[TASK DIRECTIONS]
Lines that contain the string "target" are the ones to list; copy all of them from the records.

[SUPPLIED INFORMATION]
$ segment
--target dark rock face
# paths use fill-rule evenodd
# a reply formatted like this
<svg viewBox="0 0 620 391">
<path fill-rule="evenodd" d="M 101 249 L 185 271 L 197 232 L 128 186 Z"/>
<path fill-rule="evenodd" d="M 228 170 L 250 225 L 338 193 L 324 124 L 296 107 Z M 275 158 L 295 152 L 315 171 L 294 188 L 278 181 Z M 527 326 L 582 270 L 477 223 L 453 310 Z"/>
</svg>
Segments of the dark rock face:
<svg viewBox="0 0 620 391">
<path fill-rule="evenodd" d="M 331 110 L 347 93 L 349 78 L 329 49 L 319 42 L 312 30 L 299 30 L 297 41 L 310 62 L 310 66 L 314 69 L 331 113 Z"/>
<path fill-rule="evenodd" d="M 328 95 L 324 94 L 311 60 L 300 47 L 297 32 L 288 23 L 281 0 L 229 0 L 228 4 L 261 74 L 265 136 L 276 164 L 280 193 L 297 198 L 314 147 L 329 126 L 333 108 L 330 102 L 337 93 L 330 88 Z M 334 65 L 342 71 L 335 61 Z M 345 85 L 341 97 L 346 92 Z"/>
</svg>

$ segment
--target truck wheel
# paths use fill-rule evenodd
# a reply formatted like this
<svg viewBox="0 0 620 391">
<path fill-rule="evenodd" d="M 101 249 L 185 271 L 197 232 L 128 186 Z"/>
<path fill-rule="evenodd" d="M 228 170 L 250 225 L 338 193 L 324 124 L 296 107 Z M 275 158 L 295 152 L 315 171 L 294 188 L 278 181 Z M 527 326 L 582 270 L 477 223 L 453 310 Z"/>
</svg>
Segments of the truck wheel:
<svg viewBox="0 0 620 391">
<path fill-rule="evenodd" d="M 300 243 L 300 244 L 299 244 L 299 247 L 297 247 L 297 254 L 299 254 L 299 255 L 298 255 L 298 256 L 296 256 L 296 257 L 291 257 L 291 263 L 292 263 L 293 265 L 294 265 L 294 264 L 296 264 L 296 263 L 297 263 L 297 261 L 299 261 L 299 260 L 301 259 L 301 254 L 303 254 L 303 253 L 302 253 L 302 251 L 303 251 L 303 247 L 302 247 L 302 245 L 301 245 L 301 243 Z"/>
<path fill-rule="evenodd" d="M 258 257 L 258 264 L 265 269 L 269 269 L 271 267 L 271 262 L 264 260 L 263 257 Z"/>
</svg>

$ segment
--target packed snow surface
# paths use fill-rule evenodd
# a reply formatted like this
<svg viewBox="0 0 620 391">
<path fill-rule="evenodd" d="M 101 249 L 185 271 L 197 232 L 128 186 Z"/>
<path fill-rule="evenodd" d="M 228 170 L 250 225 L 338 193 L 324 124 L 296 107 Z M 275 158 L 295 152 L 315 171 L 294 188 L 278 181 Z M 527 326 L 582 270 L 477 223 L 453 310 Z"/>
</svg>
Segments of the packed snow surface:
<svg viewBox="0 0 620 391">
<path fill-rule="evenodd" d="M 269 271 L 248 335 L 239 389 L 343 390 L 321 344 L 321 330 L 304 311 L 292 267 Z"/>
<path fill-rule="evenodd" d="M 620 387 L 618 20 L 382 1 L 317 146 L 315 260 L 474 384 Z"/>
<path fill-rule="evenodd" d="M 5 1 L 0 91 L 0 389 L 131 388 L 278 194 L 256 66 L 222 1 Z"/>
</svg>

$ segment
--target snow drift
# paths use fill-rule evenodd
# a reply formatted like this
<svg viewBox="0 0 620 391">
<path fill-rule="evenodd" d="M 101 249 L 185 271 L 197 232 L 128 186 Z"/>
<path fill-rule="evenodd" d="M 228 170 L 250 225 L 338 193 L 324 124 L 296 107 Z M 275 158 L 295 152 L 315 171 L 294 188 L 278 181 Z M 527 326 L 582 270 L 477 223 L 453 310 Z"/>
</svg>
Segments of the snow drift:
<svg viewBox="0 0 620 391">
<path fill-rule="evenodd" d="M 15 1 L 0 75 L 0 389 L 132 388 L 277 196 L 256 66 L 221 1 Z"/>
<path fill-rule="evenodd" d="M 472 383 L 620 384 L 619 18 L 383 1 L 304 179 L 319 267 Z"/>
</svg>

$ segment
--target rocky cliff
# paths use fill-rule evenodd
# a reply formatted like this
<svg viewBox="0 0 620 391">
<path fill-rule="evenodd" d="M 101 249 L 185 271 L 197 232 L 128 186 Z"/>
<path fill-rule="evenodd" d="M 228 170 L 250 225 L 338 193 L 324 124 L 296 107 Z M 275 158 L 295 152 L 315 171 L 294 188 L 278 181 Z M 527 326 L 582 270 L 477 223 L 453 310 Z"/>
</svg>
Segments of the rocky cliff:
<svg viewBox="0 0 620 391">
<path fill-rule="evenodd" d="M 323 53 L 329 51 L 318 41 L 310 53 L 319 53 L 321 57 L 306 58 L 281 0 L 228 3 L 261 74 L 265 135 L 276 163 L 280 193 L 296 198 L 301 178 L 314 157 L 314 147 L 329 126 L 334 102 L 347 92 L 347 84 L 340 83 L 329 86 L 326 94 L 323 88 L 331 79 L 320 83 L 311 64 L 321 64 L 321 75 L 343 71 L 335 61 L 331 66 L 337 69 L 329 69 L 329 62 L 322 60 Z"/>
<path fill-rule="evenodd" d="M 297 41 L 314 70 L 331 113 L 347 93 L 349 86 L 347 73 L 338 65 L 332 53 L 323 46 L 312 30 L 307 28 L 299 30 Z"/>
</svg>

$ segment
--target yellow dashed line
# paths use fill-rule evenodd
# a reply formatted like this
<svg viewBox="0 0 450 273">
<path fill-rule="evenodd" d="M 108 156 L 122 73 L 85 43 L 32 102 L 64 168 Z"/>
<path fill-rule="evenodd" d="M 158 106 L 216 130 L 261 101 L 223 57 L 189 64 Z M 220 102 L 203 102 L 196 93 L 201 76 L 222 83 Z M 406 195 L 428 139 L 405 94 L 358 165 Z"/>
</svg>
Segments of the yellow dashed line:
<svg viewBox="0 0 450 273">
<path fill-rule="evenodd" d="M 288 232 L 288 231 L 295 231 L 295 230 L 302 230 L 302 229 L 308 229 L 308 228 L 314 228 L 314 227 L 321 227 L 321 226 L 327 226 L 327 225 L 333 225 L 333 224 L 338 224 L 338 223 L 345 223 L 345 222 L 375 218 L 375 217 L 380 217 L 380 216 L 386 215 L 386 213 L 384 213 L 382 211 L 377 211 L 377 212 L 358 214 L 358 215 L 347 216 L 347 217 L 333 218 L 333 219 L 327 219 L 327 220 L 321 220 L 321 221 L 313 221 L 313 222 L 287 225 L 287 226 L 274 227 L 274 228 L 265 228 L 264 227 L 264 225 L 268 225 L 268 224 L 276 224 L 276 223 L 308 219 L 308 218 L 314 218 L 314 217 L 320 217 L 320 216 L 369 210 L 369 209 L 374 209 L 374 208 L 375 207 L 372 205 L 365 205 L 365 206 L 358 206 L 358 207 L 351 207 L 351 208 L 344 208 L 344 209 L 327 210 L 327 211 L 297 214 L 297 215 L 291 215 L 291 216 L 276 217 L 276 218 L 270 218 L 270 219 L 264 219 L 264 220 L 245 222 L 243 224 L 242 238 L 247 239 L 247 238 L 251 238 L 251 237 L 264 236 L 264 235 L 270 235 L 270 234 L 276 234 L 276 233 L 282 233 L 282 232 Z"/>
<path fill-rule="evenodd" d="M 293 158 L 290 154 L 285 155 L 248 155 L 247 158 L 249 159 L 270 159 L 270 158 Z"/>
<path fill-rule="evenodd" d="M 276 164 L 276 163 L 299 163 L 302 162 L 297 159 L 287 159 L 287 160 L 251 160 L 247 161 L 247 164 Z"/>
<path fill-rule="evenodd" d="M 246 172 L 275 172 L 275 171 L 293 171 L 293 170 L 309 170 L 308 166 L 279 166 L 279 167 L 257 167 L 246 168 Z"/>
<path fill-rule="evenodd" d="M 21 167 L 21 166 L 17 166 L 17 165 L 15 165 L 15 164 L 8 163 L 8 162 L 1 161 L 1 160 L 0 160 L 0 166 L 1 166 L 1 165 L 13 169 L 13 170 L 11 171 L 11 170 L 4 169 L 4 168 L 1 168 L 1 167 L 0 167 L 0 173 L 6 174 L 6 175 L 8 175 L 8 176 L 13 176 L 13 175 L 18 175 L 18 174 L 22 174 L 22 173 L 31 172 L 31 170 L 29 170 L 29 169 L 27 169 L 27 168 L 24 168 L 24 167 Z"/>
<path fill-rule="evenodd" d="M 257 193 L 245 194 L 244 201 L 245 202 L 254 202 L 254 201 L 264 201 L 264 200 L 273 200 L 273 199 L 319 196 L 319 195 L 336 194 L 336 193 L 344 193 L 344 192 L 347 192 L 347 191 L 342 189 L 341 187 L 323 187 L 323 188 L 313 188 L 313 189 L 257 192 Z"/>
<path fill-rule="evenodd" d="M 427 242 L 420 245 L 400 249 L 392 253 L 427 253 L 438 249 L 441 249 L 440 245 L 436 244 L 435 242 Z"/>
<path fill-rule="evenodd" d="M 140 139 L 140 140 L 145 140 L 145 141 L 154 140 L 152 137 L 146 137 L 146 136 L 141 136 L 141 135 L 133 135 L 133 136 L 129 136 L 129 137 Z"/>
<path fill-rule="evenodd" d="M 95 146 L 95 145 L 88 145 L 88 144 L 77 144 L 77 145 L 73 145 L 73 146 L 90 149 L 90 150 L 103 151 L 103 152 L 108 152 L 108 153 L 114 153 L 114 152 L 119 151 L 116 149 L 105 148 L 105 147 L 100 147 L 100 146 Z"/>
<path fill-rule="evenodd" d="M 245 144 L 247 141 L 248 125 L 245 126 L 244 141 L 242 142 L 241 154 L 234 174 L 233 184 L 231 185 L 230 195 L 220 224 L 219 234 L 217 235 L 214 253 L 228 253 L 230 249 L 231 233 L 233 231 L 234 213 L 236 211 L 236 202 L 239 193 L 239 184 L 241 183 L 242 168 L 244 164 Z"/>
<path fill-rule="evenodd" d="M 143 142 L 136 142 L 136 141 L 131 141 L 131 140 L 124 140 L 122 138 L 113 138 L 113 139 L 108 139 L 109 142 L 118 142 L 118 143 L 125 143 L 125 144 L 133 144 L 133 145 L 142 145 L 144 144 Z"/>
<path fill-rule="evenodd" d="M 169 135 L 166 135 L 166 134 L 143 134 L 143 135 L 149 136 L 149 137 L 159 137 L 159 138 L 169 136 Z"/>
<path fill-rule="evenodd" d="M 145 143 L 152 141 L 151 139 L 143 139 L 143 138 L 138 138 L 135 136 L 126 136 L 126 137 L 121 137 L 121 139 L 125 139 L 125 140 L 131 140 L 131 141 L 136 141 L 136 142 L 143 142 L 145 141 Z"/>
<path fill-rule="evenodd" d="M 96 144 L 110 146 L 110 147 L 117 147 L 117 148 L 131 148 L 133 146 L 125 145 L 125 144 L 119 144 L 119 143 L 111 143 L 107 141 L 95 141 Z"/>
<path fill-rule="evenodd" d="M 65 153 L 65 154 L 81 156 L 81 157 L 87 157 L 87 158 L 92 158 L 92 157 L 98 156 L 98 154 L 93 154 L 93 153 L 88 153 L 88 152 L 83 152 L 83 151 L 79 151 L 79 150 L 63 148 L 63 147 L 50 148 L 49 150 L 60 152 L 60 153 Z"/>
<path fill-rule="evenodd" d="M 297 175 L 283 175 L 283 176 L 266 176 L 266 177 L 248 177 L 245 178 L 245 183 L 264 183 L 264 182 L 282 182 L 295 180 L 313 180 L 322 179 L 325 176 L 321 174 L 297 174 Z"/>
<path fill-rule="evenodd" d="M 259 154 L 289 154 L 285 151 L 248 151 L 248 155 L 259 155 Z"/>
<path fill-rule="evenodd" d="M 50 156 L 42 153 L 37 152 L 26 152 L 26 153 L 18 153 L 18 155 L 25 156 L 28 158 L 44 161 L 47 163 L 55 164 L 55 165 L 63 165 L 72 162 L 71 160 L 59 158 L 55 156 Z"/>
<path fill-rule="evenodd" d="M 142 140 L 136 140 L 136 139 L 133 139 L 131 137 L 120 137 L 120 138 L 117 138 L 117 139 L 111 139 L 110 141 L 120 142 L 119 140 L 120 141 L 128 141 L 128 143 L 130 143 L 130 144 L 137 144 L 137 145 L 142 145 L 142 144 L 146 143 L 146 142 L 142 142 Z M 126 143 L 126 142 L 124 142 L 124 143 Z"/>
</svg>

[WRITTEN SOLUTION]
--target dark rock face
--target truck wheel
--target packed snow surface
--target snow drift
--target rocky cliff
--target yellow dashed line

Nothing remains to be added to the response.